▸ WHAT IS NEEDED:
Reproduce the material exactly, omitting nothing.

▸ RECORD EXTRACTS:

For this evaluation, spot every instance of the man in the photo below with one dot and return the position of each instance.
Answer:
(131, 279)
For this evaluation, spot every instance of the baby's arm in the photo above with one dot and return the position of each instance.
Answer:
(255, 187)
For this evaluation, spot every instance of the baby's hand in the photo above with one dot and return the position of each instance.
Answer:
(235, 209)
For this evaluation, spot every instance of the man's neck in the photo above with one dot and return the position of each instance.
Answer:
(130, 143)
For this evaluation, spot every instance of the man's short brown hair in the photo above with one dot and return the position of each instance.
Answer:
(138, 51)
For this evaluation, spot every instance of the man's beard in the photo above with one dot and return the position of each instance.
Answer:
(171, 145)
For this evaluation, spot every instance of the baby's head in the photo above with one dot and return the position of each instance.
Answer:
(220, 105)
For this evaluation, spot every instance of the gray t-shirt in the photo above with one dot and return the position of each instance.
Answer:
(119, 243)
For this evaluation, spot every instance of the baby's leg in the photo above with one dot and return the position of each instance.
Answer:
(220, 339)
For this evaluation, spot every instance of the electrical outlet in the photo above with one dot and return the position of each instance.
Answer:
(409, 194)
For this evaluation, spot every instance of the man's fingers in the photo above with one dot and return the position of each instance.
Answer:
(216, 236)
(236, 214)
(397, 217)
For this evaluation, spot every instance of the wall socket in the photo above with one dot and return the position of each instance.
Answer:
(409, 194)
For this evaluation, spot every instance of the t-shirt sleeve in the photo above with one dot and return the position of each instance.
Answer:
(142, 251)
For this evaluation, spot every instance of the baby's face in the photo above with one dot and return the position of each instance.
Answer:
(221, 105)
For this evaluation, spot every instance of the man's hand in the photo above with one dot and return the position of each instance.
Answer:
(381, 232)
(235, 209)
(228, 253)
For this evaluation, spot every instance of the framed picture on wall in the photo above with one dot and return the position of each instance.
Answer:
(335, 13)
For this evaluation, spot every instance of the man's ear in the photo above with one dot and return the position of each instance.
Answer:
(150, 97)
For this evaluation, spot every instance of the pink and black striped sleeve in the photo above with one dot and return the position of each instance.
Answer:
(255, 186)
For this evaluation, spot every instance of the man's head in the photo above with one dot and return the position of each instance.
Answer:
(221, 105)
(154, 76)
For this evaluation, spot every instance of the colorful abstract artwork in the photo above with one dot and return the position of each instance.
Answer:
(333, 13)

▸ REPLY TO THE TASK:
For this evaluation, spot every instance of the man in the photo below with one dot and return the position of each instance.
Answer:
(131, 279)
For this evaluation, spot every instance of the baby's arm in the photo above with one dot and return the position of each instance.
Answer:
(255, 187)
For this evaluation, spot every instance of the baby's hand in the photo above with one dot and return the position of each instance.
Answer:
(235, 209)
For this evaluation, spot every instance of the man's neck in the photo above with one dot and return the position of each instance.
Answer:
(130, 143)
For this evaluation, spot every instance of the man's short brown hair in the photo above with one dot and return the position of each instance.
Answer:
(138, 51)
For this evaluation, spot every instance of the man's beard in the photo above with one dot and return the position of each instance.
Answer:
(171, 145)
For this evaluation, spot every instance of the baby's head in the photo above with one dot and return the position of each instance.
Answer:
(220, 105)
For this evaluation, spot every instance of the gray t-shirt in the photo above with one dot and return the position of each instance.
Answer:
(119, 243)
For this evaluation, spot every instance of the baby's leg in the photo above with one dot and return the position of each instance.
Answer:
(220, 339)
For this evaluation, spot every instance of the electrical outlet in the photo above with one dot and return the position of each instance.
Answer:
(409, 194)
For this evaluation, spot every instance of the man's fingers in the photo above with one dot and return the position of each instance.
Answer:
(216, 236)
(236, 214)
(397, 217)
For this evaluation, spot every instance of the wall socket in the photo above with one dot and return the position of each instance.
Answer:
(409, 194)
For this evaluation, spot every instance of the t-shirt sleeve in the photo above with one dot and return the position of each instance.
Answer:
(142, 251)
For this evaluation, spot every instance of the baby's face in the photo above with one dot and return the position of each instance.
Answer:
(221, 105)
For this evaluation, spot every instance of the man's hand in the photo above with one dot and return the position of each instance.
Answer:
(381, 232)
(235, 209)
(228, 253)
For this evaluation, spot every instance of the framed picture on wall in the photo above with one dot and return the position of each instance.
Answer:
(335, 13)
For this evaluation, spot every instance of the man's ear in the photo above with one dot and return the position of each instance.
Answer:
(150, 97)
For this evaluation, spot every instance of the pink and black striped sleeve in the photo above with one dot and return the position of each instance.
Answer:
(255, 186)
For this evaluation, spot every instance of the man's head in the photo above with one dot and return the position of each instance.
Answer:
(221, 105)
(154, 76)
For this evaluation, spot every instance of the colorful abstract artwork in the photo above with one dot and return the position of each instance.
Answer:
(333, 13)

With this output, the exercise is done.